- _TEXT PROVIDED_:
.....
Leon Wolf reports at Red State (emphases in original):

The Washington State Human Rights Commission, a regulatory agency, has been empowered by the Washington State legislature to draft legally binding rules for businesses to prevent “discrimination” on the basis of “sexual orientation and gender expression[.]” The commission has released its final rule, and boy is it a doozy.

Among other things, the rule makes it illegal to ask “unwelcome personal questions about an individual’s sexual orientation, gender expression or gender identity, or transgender status.” In other words, not only can women not prevent a person with full male equipment from entering their restroom or locker room, they can’t even ask what he is doing there.

Given that the rule applies to schools as well as businesses, your child can now run afoul of this law if they encounter one of the increasing number of prepubescent kids who are victims of the particular species of child abuse where parents tell their 8 year old kid they are transgendered.
.....
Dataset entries
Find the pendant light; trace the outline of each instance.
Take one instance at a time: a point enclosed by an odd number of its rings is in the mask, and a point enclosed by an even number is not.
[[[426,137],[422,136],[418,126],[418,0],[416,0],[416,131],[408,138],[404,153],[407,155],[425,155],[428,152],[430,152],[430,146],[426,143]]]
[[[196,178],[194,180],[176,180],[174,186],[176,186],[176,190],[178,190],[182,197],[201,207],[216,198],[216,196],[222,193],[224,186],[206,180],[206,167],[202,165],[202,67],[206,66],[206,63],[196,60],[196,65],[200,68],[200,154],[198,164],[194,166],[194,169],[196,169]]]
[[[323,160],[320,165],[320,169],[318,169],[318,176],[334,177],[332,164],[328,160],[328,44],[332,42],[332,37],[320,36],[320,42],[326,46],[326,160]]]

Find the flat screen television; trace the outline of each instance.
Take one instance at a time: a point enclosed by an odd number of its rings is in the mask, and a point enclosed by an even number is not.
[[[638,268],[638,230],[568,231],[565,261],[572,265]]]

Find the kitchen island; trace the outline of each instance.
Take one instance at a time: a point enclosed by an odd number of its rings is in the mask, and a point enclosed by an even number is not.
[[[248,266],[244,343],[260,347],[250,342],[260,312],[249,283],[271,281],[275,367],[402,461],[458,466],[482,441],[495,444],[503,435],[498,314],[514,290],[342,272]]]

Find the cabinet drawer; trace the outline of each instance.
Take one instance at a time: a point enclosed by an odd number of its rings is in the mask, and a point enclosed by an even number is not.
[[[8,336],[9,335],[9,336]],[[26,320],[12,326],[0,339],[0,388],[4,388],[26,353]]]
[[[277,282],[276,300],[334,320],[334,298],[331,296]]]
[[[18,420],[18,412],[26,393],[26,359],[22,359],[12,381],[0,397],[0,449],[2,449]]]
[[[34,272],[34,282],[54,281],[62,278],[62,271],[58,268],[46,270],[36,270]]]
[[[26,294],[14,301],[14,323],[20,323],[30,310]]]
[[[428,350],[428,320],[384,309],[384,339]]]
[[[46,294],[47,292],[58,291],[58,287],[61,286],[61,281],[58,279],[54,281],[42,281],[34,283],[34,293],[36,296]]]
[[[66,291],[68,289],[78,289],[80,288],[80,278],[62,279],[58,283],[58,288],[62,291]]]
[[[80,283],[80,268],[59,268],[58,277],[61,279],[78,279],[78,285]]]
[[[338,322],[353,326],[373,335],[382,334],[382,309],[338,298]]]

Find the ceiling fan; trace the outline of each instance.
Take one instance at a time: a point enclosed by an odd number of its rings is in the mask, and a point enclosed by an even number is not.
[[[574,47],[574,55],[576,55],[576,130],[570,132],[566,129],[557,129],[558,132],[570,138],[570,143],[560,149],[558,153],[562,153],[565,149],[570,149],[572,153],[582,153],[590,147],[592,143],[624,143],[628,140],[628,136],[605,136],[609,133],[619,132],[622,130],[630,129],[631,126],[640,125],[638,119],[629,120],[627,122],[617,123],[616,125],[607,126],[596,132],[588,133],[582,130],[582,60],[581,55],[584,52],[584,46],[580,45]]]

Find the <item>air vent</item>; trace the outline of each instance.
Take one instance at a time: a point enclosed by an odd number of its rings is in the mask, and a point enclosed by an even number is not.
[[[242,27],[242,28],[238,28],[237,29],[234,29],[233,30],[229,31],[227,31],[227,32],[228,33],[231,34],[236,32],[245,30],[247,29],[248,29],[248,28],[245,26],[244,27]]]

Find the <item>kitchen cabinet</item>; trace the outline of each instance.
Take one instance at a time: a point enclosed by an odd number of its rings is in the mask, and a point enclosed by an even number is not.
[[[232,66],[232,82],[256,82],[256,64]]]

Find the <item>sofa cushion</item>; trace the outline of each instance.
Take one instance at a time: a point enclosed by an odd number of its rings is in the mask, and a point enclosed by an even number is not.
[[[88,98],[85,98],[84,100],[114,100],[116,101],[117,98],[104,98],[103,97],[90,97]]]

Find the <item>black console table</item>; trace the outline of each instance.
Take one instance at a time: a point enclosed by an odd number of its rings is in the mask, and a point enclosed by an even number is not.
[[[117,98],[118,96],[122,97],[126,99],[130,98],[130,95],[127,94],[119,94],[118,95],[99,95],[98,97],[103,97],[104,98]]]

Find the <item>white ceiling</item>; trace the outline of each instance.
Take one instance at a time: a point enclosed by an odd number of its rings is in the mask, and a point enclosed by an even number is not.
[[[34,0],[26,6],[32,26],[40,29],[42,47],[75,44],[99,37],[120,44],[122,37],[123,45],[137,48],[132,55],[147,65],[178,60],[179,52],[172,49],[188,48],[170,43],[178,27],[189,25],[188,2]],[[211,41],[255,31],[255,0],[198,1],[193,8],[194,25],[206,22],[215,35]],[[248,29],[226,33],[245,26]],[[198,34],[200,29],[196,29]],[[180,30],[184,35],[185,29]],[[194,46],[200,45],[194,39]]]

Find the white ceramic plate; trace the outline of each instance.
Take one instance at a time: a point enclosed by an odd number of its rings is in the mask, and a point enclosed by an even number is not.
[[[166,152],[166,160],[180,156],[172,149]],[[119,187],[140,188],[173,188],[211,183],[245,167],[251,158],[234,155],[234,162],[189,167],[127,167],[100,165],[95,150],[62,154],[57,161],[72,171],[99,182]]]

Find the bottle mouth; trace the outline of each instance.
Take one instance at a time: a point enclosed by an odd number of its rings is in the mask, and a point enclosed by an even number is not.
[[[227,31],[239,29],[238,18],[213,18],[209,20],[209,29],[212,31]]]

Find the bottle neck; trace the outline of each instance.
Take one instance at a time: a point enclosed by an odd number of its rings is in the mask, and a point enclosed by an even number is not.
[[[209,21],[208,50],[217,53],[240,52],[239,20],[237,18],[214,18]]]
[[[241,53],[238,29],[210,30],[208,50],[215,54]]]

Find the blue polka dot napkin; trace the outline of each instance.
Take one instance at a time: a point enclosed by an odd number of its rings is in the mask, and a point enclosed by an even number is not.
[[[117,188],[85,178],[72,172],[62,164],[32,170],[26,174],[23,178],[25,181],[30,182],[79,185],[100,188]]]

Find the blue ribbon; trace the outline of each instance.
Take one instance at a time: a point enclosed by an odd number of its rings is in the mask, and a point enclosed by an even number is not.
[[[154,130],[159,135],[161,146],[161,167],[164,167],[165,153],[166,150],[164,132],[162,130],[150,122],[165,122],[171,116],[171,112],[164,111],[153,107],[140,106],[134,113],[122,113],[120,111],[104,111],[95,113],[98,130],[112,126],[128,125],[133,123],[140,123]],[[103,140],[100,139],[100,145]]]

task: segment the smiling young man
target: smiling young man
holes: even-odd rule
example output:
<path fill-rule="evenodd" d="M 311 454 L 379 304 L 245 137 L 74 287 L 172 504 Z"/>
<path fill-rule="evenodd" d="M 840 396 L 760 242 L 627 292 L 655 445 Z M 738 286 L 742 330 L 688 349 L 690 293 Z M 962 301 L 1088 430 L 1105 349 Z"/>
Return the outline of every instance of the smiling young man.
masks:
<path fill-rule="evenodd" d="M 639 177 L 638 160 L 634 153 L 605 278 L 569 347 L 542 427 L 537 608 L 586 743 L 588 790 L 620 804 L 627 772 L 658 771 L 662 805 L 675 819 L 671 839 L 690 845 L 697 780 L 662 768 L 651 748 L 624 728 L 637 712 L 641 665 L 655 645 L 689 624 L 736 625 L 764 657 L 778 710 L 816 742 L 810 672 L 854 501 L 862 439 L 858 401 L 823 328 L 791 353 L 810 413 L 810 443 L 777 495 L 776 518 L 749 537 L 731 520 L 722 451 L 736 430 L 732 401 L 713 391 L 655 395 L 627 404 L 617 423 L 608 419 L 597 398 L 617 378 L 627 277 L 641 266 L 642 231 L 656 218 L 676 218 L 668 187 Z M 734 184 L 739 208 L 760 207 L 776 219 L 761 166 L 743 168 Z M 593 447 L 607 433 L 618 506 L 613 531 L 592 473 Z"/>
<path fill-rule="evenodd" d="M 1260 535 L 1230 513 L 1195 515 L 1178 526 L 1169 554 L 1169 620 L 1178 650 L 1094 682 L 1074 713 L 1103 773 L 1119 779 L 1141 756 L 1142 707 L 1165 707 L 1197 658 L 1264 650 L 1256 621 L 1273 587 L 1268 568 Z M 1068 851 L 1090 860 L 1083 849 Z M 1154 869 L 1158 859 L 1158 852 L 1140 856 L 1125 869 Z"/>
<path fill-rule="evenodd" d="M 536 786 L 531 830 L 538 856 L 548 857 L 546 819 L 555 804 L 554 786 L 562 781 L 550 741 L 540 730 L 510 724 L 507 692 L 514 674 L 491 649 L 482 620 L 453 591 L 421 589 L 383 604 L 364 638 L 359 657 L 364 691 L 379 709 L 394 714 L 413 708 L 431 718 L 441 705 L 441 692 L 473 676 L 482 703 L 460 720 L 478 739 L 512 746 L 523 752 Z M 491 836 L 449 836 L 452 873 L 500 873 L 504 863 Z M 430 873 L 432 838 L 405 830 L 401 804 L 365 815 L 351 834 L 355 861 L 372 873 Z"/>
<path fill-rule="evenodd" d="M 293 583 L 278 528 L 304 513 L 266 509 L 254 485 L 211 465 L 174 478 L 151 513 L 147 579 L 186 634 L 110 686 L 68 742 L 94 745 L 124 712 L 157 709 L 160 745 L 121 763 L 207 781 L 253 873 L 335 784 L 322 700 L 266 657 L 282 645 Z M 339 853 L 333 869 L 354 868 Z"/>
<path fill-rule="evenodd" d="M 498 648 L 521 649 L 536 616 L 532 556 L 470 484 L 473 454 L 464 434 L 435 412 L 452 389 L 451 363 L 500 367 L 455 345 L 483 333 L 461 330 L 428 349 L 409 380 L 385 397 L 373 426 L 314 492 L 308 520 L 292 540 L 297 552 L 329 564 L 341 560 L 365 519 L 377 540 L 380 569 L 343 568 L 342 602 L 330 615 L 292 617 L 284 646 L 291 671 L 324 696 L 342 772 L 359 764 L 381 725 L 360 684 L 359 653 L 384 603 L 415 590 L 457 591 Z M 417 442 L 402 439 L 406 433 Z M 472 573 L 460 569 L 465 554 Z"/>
.....
- _REQUIRED TASKS_:
1. Please rewrite everything from "Leon Wolf reports" down to "is doing there." in the passage on the Washington State rule, swapping "restroom" for "bathroom".
2. According to the passage on the Washington State rule, unwelcome personal questions about which characteristics does the rule make illegal? List each one.

- _ANSWERS BY TASK_:
1.
Leon Wolf reports at Red State (emphases in original):

The Washington State Human Rights Commission, a regulatory agency, has been empowered by the Washington State legislature to draft legally binding rules for businesses to prevent “discrimination” on the basis of “sexual orientation and gender expression[.]” The commission has released its final rule, and boy is it a doozy.

Among other things, the rule makes it illegal to ask “unwelcome personal questions about an individual’s sexual orientation, gender expression or gender identity, or transgender status.” In other words, not only can women not prevent a person with full male equipment from entering their bathroom or locker room, they can’t even ask what he is doing there.

2.
- sexual orientation
- gender expression
- gender identity
- transgender status